(Excerpts from a location annotation dataset)
--- Start ---

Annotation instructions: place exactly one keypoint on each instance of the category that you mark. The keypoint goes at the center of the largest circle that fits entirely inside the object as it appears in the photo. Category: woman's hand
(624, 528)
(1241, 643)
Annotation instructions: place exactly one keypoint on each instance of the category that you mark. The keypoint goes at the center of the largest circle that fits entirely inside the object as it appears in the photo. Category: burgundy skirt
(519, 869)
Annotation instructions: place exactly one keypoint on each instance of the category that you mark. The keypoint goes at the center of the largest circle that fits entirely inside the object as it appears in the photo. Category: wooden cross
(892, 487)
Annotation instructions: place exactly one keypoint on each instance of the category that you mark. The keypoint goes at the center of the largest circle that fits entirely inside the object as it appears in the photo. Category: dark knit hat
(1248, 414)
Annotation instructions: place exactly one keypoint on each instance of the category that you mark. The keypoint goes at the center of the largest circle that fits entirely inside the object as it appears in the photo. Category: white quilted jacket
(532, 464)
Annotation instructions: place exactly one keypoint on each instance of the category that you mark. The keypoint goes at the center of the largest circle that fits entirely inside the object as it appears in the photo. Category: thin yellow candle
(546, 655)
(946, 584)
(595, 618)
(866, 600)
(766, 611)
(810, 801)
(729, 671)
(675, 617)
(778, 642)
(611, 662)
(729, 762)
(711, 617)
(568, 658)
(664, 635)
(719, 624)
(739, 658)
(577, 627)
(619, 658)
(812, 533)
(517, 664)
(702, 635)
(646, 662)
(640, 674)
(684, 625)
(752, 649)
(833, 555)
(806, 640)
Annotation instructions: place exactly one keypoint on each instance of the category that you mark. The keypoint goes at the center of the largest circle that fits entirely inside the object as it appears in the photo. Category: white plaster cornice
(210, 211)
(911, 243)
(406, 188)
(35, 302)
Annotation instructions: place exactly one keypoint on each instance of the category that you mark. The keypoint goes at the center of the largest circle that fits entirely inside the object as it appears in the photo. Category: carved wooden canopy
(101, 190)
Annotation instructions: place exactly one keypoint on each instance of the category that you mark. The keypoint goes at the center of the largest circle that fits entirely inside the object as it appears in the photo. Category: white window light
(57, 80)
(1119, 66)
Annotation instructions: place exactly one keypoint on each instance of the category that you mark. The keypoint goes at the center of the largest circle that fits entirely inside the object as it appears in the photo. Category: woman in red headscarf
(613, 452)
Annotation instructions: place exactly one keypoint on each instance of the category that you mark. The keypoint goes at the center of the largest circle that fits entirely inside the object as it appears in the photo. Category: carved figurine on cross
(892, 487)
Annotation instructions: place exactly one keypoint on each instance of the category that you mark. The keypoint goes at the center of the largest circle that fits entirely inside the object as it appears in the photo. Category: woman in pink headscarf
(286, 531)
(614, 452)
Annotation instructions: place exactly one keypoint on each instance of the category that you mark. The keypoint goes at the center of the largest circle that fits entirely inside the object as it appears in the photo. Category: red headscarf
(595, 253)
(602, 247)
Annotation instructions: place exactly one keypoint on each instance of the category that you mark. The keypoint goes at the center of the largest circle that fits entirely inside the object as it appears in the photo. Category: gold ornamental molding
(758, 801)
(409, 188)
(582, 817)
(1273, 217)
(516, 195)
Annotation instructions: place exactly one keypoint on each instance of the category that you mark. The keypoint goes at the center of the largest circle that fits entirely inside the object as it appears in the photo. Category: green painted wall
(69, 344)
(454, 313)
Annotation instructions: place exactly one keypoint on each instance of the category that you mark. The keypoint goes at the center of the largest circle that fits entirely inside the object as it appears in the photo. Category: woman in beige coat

--- End ---

**Task statement**
Reproduce every line of the listing from the line with "green painted wall" through the end of the listing, instructions included. Multiply each keypoint coordinate by 0.8, round to the nearest whole number with halves rounded up, and output only those lines.

**Solution to the problem**
Annotation instructions: place exactly one keypoint on each instance of the category that you mark. The keypoint goes at the center of the largest circle that fits entirely inside the object as it appears in the photo. Category: green painted wall
(55, 275)
(363, 250)
Annotation instructions: place exactly one keypoint on each instance of the category that you mark. The keypoint goes at the center of the largest circle that fits entirely inside the object as it appears in the photo. Category: woman in beige coat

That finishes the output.